* _Short exercise_: In the data below, take the lines starting at the one containing "of the textured" and ending at the one containing "point(122, 50)", and rewrite them with "white candle" replaced by "pillar candle". Leave all else unchanged.

* START Supplied information *

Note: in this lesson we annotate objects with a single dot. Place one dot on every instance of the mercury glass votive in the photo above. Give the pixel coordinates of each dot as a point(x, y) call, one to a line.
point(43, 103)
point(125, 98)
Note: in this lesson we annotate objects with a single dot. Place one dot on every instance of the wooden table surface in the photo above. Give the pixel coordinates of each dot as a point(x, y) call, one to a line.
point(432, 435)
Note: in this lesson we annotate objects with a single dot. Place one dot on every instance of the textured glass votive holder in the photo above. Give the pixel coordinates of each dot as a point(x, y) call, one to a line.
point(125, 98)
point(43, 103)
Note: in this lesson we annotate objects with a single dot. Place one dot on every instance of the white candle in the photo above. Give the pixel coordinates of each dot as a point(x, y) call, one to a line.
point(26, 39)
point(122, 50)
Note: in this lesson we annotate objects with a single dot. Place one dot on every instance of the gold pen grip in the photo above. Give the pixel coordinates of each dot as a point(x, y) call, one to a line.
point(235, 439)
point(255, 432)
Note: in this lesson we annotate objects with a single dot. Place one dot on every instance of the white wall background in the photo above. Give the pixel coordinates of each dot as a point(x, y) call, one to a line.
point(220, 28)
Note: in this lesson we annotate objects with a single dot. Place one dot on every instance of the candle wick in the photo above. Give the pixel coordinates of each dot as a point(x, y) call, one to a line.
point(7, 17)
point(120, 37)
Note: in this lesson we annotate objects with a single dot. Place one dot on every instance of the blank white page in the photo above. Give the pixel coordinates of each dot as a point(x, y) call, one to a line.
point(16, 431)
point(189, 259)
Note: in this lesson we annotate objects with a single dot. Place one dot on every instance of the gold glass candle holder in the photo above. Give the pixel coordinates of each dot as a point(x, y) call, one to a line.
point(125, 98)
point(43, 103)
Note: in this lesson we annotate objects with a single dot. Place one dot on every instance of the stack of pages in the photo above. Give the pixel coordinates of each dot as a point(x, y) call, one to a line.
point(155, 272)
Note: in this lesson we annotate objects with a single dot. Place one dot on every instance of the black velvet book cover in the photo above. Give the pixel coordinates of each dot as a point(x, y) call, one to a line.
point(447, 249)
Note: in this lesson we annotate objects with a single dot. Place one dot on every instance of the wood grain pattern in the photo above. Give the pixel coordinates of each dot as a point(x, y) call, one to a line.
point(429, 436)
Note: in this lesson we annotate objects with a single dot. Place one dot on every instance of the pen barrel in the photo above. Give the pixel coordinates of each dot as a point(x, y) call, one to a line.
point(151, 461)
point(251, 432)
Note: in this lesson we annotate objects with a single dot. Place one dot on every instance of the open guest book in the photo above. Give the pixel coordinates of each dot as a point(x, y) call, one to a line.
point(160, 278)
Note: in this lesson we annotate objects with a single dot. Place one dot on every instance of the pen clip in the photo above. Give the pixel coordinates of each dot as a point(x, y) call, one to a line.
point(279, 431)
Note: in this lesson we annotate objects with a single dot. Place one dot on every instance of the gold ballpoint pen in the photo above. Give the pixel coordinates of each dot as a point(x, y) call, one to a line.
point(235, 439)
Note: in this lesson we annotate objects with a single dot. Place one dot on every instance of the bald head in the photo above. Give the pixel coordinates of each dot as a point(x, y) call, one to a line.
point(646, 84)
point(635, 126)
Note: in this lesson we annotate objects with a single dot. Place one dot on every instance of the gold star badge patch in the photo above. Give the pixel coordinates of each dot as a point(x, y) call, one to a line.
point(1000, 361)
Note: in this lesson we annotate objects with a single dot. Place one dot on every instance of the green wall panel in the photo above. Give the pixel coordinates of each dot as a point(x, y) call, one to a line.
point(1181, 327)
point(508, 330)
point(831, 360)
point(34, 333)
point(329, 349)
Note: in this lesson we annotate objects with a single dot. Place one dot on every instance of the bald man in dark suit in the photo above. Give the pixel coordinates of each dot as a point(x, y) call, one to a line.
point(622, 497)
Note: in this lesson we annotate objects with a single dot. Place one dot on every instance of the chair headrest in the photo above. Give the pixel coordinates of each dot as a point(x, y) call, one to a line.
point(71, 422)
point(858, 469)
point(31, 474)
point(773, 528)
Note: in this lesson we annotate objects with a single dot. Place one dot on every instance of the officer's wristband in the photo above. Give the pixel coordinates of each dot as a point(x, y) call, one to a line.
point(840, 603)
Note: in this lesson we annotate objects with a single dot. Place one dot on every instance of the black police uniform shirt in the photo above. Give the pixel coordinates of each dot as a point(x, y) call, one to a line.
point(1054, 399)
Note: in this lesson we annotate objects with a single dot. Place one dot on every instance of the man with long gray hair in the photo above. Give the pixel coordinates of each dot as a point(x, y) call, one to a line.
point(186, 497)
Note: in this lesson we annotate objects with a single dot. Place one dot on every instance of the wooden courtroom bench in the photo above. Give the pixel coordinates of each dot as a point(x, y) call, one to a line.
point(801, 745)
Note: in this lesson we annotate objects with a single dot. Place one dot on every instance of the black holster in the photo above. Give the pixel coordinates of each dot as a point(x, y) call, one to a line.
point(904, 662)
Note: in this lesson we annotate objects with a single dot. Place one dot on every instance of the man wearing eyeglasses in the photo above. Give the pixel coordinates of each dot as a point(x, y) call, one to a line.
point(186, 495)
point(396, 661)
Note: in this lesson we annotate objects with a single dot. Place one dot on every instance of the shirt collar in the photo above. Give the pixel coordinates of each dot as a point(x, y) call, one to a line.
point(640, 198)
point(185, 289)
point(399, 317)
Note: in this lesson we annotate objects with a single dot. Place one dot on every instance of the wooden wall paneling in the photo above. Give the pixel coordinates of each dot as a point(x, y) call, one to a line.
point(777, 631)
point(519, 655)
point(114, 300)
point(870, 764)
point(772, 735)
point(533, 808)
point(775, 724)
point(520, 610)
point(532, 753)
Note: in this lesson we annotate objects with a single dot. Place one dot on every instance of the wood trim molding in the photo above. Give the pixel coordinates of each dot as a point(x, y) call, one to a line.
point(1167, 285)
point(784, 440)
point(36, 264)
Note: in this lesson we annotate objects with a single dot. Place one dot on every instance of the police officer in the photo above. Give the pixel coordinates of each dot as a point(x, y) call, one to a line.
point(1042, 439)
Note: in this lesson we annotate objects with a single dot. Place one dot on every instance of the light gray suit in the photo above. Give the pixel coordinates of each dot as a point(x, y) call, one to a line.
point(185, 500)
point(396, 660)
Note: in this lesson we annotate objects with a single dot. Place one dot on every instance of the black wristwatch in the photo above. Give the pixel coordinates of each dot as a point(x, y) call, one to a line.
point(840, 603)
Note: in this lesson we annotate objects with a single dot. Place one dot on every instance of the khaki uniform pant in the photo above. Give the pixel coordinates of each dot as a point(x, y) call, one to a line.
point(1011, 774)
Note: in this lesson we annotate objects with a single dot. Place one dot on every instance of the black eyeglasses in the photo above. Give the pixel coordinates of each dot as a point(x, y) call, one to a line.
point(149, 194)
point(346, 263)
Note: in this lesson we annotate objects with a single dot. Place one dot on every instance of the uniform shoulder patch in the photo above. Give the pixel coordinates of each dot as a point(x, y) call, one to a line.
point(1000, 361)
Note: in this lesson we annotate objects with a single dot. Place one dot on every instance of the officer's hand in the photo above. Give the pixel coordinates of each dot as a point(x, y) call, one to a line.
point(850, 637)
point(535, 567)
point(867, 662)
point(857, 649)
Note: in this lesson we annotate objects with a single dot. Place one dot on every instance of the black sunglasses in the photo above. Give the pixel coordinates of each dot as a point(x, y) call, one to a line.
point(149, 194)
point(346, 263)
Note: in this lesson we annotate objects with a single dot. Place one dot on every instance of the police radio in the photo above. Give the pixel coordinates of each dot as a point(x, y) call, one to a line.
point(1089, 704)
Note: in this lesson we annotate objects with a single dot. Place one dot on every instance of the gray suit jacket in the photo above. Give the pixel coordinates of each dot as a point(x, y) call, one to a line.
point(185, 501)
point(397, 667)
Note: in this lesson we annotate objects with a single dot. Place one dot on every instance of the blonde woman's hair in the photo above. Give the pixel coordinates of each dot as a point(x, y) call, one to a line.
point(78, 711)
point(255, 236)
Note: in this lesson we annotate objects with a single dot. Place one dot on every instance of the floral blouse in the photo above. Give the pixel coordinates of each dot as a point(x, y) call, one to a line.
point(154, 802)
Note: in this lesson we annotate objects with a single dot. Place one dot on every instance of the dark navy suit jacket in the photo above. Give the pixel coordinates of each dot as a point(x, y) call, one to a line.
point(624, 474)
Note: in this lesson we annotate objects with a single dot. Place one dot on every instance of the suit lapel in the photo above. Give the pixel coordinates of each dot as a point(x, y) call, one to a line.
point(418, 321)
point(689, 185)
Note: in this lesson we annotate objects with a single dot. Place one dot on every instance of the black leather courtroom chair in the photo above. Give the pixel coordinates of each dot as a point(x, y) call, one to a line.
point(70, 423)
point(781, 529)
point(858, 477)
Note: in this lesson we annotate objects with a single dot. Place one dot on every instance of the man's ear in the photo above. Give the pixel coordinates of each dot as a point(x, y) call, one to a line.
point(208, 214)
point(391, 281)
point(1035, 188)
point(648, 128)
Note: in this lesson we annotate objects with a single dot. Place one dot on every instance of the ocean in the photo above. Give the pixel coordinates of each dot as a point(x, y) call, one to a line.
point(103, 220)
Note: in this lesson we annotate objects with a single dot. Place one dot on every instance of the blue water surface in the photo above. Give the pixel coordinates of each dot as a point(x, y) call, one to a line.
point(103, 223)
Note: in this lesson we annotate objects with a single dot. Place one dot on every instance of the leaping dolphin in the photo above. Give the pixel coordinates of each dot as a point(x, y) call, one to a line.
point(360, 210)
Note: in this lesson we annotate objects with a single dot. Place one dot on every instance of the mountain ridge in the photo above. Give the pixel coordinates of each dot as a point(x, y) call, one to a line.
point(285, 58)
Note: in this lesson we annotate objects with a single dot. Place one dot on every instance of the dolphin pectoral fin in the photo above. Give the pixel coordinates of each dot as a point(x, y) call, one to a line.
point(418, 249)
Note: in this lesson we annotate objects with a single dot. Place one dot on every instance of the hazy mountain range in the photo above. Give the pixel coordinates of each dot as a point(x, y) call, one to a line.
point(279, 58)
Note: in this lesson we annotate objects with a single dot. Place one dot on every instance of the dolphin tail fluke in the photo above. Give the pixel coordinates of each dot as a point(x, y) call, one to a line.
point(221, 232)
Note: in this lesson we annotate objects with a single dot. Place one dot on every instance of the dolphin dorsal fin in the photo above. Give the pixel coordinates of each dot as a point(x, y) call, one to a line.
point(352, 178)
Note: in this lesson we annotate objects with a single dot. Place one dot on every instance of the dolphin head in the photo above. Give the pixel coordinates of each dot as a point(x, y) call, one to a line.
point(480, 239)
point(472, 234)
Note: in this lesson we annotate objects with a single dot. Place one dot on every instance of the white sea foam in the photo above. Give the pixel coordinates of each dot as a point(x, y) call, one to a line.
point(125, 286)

* END Supplied information *

* _Written solution_:
Note: in this lesson we annotate objects with a single dot. Place one dot on every instance of the textured glass votive holder in the photo above. Give the pixel coordinates of each dot as a point(x, y) call, one to a line.
point(125, 98)
point(43, 103)
Note: in this lesson we annotate objects with a single dot. Place one dot on every instance of the pillar candle in the photo above. Give the pixel coordinates of each dot as a point(x, y) call, one to a line.
point(26, 39)
point(122, 50)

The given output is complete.